Tuesday, May 6, 2003.

Tuesday, May 6, 2003

To cut, or not to cut.


That was the question anti-circumcision activists posed to passers-by and convention-goers outside the Pediatric Academic Societies' convention meeting yesterday in Seattle.

The protesters, buoyed by the settlement last month of a landmark New York case by a man who sued the physician who circumcised him as an infant, buttonholed anyone who would listen to get them to reconsider their positions on circumcision.

"Most parents do it out of misinformation and ignorance," said John Mark, founder of Seattle-based Doctors Opposing Circumcision, as he handed out leaflets that asked: "Does being born a healthy male require surgical correction?"

Many doctors attending the convention walked on by, apparently uninterested in a street-corner debate.

"There are more important social issues," said one doctor, shaking his head. "This is a waste of paper."

Some pedestrians heckled the protesters. And a few seemed befuddled.

"It's done for health reasons, right?" said one man.

Although, originally touted as necessary for "hygiene" and to prevent certain cancers, the procedure has become a rite of birth in the United States.

In recent years, however, the American Academy of Pediatrics, has backed away from routine circumcisions.

"Circumcision is not essential to a child's wellbeing at birth, even though it does have some potential medical benefits," the AAP said in a policy statement posted on its Web site.

The AAP did acknowledge that cultural, religious and ethnic traditions also play a role in making circumcision decisions.

"I've never pushed it," said Dr. Sheldon Korones, a neonatologist from Memphis who was attending the meeting. "But if the parents want it, I don't oppose it either."

At Seattle's Swedish Medical Center, about 60 percent of newborn boys are circumcised at their parents' request, said spokesman Ed Boyle. John Geisheker, a Seattle attorney who specializes in botched circumcision cases, is hoping for a new wave of cases based on the success of the New York case. In December, 2000, then 18-year-old William Stowell filed suit against the hospital where he was circumcised and the doctor who did it. His attorneys sued for fraud and battery, arguing that he didn't consent to the procedure, which was done for "non-therapeutic reasons."

Entries provided:
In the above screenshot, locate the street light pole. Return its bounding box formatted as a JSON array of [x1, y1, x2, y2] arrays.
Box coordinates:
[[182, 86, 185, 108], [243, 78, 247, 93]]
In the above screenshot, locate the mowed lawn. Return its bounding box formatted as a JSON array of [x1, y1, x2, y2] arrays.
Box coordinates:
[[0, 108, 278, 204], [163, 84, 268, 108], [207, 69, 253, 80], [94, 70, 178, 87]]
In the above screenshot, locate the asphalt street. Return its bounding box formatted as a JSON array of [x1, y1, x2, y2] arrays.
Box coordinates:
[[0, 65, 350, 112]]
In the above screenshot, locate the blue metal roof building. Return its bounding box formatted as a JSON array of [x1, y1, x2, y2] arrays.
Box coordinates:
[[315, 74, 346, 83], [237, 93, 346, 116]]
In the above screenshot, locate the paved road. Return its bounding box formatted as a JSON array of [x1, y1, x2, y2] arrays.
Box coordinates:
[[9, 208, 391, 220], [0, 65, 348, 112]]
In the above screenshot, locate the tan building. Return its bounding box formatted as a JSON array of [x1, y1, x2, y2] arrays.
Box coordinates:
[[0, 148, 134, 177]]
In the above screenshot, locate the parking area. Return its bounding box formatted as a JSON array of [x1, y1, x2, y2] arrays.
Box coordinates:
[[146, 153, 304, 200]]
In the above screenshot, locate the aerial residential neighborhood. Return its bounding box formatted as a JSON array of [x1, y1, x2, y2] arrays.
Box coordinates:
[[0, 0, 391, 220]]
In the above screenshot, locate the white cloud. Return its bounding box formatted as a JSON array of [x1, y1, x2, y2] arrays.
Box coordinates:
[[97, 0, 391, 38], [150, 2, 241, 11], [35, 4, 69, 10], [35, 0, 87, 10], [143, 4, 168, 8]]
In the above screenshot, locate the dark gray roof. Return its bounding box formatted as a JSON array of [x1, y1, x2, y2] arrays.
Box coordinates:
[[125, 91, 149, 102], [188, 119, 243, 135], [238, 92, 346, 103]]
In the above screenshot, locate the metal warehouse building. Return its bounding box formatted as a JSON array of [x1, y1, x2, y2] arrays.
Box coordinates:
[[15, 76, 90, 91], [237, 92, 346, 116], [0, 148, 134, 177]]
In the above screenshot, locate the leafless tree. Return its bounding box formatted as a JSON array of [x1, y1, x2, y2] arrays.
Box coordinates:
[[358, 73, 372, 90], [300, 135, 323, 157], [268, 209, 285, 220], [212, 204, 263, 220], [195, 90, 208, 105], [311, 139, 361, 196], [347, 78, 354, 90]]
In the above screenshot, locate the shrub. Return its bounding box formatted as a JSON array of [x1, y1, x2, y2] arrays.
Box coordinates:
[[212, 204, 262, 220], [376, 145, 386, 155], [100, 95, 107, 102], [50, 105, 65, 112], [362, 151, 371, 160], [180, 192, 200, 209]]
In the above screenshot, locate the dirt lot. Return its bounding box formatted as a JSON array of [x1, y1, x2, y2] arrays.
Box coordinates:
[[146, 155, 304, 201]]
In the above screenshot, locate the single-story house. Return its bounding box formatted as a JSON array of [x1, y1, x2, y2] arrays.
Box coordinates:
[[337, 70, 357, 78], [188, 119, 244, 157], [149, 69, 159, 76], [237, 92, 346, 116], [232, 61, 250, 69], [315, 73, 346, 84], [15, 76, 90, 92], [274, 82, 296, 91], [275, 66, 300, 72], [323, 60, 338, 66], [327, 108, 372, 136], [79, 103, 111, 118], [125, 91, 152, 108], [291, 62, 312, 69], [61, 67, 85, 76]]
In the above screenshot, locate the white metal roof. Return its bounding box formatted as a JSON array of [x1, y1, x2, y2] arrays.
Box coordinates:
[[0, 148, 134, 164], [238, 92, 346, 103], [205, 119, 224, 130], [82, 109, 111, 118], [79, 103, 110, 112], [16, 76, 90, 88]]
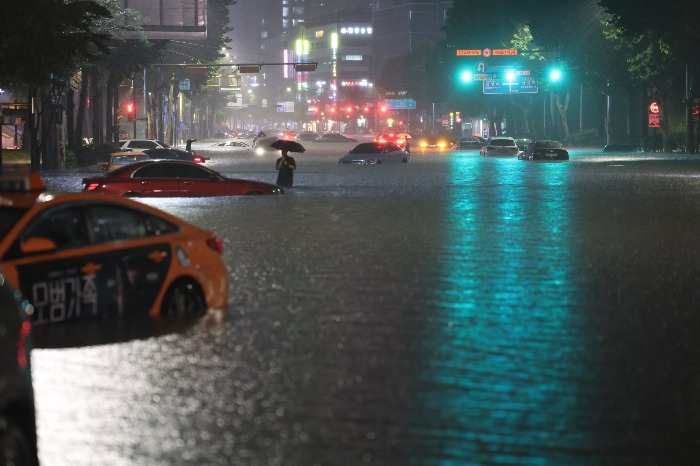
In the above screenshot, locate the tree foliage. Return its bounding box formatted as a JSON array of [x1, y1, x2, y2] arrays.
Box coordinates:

Task instructions: Duplicate the circumcision protest article from "Although, originally touted" to "its Web site.", keeping every word as it appears there.

Your response:
Although, originally touted as necessary for "hygiene" and to prevent certain cancers, the procedure has become a rite of birth in the United States.

In recent years, however, the American Academy of Pediatrics, has backed away from routine circumcisions.

"Circumcision is not essential to a child's wellbeing at birth, even though it does have some potential medical benefits," the AAP said in a policy statement posted on its Web site.